> [WHAT TO PRODUCE] Restate the material word for word and leave out anything that is a picture.

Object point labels
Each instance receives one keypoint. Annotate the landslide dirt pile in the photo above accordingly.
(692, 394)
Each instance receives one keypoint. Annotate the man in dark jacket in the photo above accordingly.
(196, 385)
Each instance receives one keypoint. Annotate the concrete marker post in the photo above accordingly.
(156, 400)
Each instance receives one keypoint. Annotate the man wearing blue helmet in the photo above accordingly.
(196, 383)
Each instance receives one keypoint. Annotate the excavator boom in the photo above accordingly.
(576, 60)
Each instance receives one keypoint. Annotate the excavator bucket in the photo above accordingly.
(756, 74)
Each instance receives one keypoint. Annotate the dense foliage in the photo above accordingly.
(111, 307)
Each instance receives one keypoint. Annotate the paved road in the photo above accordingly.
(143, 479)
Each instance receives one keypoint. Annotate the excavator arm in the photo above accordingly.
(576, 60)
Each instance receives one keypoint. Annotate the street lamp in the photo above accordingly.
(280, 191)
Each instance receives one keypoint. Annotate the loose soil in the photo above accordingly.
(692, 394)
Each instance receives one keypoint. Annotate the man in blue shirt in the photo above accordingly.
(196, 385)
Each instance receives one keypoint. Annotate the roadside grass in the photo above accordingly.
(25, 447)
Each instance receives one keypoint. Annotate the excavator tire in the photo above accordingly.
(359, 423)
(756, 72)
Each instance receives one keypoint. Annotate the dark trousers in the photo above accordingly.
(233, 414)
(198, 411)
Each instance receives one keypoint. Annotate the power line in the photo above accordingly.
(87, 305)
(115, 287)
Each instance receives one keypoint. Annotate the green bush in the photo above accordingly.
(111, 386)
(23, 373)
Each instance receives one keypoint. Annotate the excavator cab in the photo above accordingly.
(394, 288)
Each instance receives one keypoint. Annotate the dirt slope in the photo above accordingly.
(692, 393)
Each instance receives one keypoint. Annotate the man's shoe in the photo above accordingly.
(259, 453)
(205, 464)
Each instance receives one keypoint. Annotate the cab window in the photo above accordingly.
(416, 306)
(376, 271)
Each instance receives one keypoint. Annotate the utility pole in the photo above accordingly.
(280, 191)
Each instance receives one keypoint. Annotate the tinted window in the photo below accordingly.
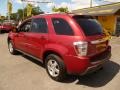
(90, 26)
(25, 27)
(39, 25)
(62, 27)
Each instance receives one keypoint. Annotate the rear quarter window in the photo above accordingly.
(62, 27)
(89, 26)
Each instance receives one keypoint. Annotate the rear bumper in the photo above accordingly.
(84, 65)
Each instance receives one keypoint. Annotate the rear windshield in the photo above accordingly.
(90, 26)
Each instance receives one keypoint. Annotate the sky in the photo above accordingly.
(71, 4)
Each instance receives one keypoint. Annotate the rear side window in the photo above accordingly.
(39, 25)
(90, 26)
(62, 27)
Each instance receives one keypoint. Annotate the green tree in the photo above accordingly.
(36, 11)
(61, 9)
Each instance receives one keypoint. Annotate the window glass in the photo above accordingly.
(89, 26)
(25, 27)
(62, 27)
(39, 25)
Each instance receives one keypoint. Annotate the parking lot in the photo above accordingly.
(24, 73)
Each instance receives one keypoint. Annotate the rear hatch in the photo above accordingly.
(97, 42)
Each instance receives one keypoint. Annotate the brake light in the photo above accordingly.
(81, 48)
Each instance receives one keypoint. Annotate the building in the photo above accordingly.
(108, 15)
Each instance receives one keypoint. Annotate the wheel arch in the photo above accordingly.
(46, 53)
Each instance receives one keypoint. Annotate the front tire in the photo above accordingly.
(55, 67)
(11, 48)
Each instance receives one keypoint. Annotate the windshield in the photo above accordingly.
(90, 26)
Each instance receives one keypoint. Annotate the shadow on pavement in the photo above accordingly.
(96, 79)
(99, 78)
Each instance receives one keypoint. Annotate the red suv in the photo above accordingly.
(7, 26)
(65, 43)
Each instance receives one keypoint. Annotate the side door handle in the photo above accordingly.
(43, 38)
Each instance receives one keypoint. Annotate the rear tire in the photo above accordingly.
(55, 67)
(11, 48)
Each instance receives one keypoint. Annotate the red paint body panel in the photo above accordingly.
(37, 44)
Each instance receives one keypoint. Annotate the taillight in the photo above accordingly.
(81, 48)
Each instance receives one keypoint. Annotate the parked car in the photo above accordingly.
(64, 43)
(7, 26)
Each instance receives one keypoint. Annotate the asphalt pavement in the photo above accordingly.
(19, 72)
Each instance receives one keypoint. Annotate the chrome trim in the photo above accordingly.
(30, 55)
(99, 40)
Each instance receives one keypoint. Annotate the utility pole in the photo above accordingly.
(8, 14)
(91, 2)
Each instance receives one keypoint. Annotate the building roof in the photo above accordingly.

> [COMPLETED EXERCISE]
Each instance receives one keypoint. Annotate the landslide dirt pile in the photo above accordingly.
(692, 394)
Each instance receives one keypoint. Annotate the man in dark jacket in the photo above accordingly.
(196, 385)
Each instance receives one keypoint. Annotate the concrete marker post in the photo above accordingly.
(156, 400)
Each instance receives one keypoint. Annotate the man wearing blue helmet in the photo above accordingly.
(196, 383)
Each instance receives one keypoint. Annotate the excavator boom in the photo above accordingly.
(576, 60)
Each instance receives one keypoint. Annotate the excavator bucket in the photo above accordingly.
(756, 74)
Each instance receives one keypoint. Annotate the dense foliage in the photo above accordingly.
(111, 307)
Each instance receives one keypoint. Annotate the paved road in the photo above accordingly.
(143, 479)
Each instance receives one keypoint. Annotate the excavator arm in the photo above accordingly.
(576, 60)
Each instance receives one keypoint. Annotate the street lamp in the photo above accordingly.
(280, 191)
Each instance receives one keypoint. Annotate the loose soil in the photo above accordingly.
(692, 394)
Each instance receives one keypoint. Annotate the man in blue shirt in the photo above accordingly.
(196, 385)
Each instance receives one keypoint. Annotate the roadside grass in the photo above accordingly.
(25, 447)
Each instance receives one keypoint. Annotate the excavator tire in the photo above accordingly.
(359, 423)
(756, 72)
Each instance receives one keypoint. Annotate the dark trousers in the photo above accordingly.
(233, 414)
(198, 411)
Each instance receives one keypoint. Annotate the power line in the photo above accordingly.
(87, 305)
(115, 287)
Each instance receives one keypoint. Annotate the green bush in the photo above accordingly.
(111, 386)
(23, 373)
Each instance receives one keypoint. Annotate the excavator cab in the photo above accordingly.
(394, 288)
Each instance receives one keypoint. Annotate the dirt slope in the photo above accordingly.
(692, 393)
Each instance receives one keypoint. Annotate the man's shoe in the photo above accordingly.
(259, 453)
(205, 464)
Each instance receives one keypoint. Annotate the cab window in the photo above accordingly.
(416, 306)
(376, 271)
Each instance receives one keypoint. Annotate the utility pole in the photo above accordingly.
(280, 191)
Each instance receives one keypoint. Annotate the tinted window in the photo below accordingly.
(90, 26)
(25, 27)
(39, 25)
(62, 27)
Each instance receives one keypoint. Annotate the rear quarter window in the photo above accordingly.
(62, 27)
(89, 26)
Each instance receives one keypoint. Annotate the rear bumper in the photo above accordingly.
(84, 65)
Each instance receives one keypoint. Annotate the rear windshield in the photo above accordingly.
(90, 26)
Each instance receives one keypoint. Annotate the sky in the photo above accordingly.
(71, 4)
Each instance receives one keypoint. Annotate the rear side window in the photo above accordingly.
(39, 25)
(90, 26)
(62, 27)
Each instance receives one keypoint. Annotate the green tree in the photo above accordingly.
(36, 11)
(61, 9)
Each instance receives one keypoint. Annotate the window glass in the photo above accordingly.
(89, 26)
(25, 27)
(62, 27)
(39, 25)
Each instance receives one keypoint. Annotate the parking lot in the photo above accordingly.
(24, 73)
Each instance receives one keypoint. Annotate the rear hatch in the photo above accordingly.
(97, 42)
Each instance receives one keypoint. Annotate the brake light in the photo above accordingly.
(81, 48)
Each instance receives one keypoint. Annotate the building in the photo above accordingly.
(108, 15)
Each instance receives one keypoint. Annotate the wheel arch in the photo above accordingly.
(46, 53)
Each instance receives one keypoint. Annotate the front tire in the photo above accordingly.
(55, 67)
(11, 48)
Each instance receives one keypoint. Annotate the windshield in the photo above accordingly.
(90, 26)
Each instance receives one keypoint. Annotate the shadow on pavement in the photo above accordingly.
(96, 79)
(99, 78)
Each instance receives one keypoint. Annotate the red suv in the photo above accordingly.
(7, 26)
(65, 43)
Each instance receives one keypoint. Annotate the side door handle in the photo above accordingly.
(43, 38)
Each instance receives one keypoint. Annotate the rear tire in the photo above accordingly.
(55, 67)
(11, 48)
Each instance receives one keypoint. Annotate the red paint body panel in the photo above accordingly.
(37, 44)
Each instance receives one keypoint. Annotate the taillight in the photo above accordingly.
(81, 48)
Each instance receives one keypoint. Annotate the parked car in the photo above accordingly.
(64, 43)
(7, 26)
Each instance receives one keypoint. Annotate the asphalt pavement in the photo above accordingly.
(19, 72)
Each instance receives one keypoint. Annotate the chrome trim in the photo above accordingly.
(30, 55)
(99, 40)
Each instance receives one keypoint. Annotate the utility pole in the photo above accordingly.
(8, 14)
(91, 2)
Each instance receives one keypoint. Annotate the building roof in the photo above accordingly.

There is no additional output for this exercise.